___ Dataset records ___

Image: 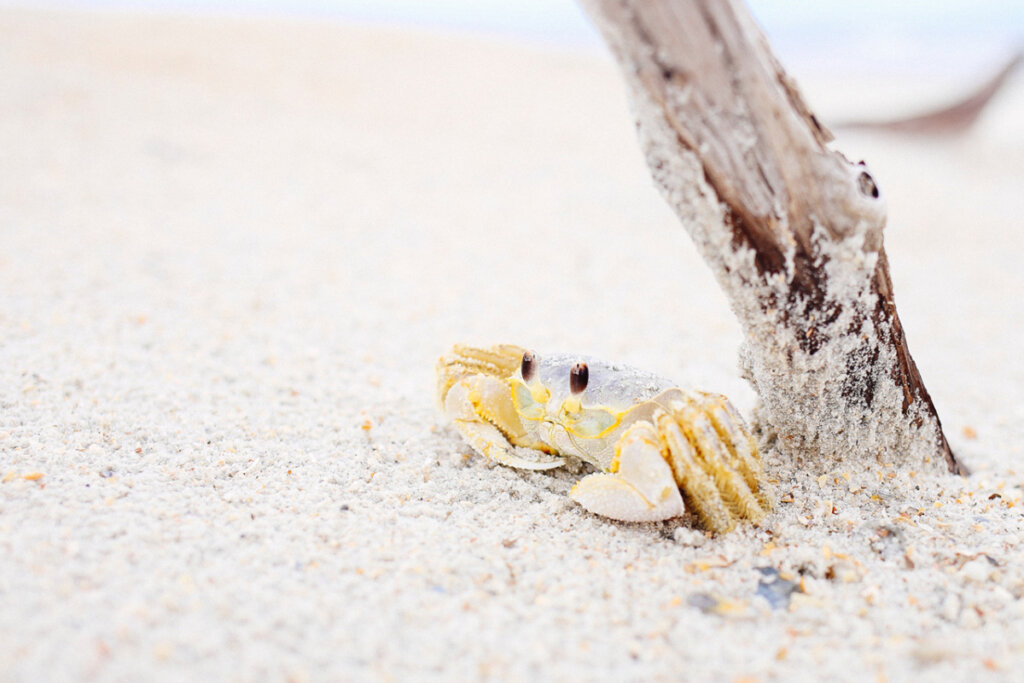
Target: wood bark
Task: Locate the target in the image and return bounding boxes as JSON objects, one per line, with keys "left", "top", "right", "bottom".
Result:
{"left": 581, "top": 0, "right": 966, "bottom": 475}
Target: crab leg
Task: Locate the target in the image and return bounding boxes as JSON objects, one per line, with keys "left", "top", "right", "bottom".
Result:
{"left": 694, "top": 392, "right": 769, "bottom": 509}
{"left": 669, "top": 397, "right": 767, "bottom": 526}
{"left": 654, "top": 408, "right": 735, "bottom": 533}
{"left": 436, "top": 343, "right": 525, "bottom": 409}
{"left": 444, "top": 375, "right": 565, "bottom": 470}
{"left": 569, "top": 421, "right": 684, "bottom": 522}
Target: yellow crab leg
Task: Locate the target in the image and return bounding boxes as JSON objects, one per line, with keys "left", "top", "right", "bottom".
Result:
{"left": 655, "top": 408, "right": 734, "bottom": 534}
{"left": 670, "top": 399, "right": 766, "bottom": 524}
{"left": 444, "top": 375, "right": 564, "bottom": 470}
{"left": 695, "top": 392, "right": 769, "bottom": 509}
{"left": 435, "top": 343, "right": 525, "bottom": 409}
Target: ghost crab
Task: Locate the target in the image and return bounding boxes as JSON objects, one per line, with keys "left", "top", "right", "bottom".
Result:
{"left": 436, "top": 344, "right": 770, "bottom": 533}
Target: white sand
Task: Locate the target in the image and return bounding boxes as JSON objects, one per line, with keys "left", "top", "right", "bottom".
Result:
{"left": 2, "top": 8, "right": 1023, "bottom": 680}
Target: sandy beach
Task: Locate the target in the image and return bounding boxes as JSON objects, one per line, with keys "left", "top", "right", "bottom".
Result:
{"left": 2, "top": 7, "right": 1023, "bottom": 680}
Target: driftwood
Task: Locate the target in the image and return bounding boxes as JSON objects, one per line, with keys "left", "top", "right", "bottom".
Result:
{"left": 580, "top": 0, "right": 966, "bottom": 475}
{"left": 839, "top": 51, "right": 1022, "bottom": 135}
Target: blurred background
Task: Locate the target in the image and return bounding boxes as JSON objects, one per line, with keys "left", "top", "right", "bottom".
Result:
{"left": 1, "top": 0, "right": 1021, "bottom": 413}
{"left": 9, "top": 0, "right": 1021, "bottom": 138}
{"left": 10, "top": 0, "right": 1023, "bottom": 75}
{"left": 2, "top": 0, "right": 1021, "bottom": 392}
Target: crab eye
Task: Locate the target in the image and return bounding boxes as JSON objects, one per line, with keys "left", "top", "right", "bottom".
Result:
{"left": 521, "top": 350, "right": 537, "bottom": 382}
{"left": 569, "top": 362, "right": 588, "bottom": 394}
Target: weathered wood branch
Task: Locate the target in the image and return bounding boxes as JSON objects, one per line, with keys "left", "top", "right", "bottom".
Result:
{"left": 839, "top": 51, "right": 1022, "bottom": 135}
{"left": 581, "top": 0, "right": 966, "bottom": 475}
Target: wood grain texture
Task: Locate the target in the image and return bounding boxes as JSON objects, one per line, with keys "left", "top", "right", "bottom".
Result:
{"left": 581, "top": 0, "right": 964, "bottom": 474}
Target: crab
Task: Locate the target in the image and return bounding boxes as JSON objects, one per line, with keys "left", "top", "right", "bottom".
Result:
{"left": 436, "top": 344, "right": 770, "bottom": 533}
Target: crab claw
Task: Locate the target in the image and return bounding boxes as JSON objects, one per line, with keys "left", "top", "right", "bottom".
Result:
{"left": 444, "top": 375, "right": 565, "bottom": 470}
{"left": 570, "top": 421, "right": 684, "bottom": 522}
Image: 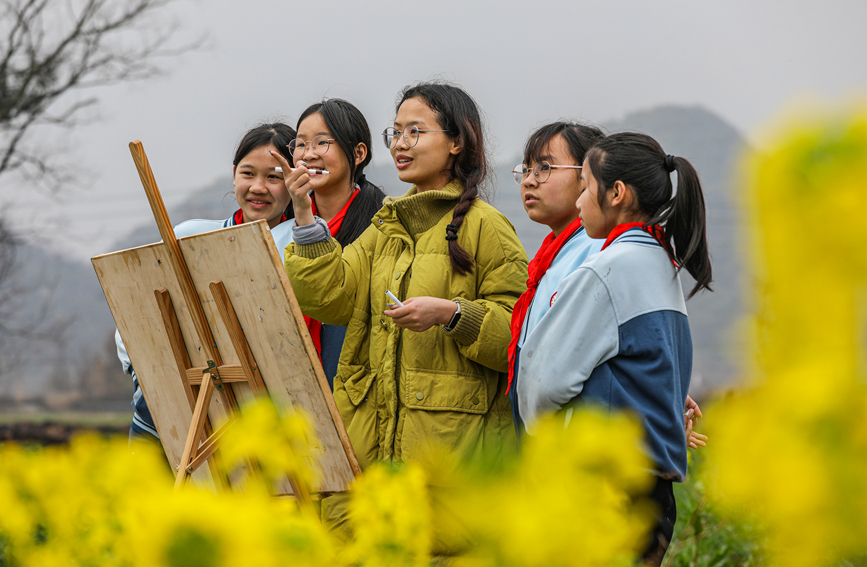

___

> _Task to complete_:
Throughout the material above, find every line holding "crab" and copy it.

> _Your solution_:
Target: crab leg
Target: yellow crab leg
Target: ghost crab
Target: crab eye
Target: crab
Target: crab claw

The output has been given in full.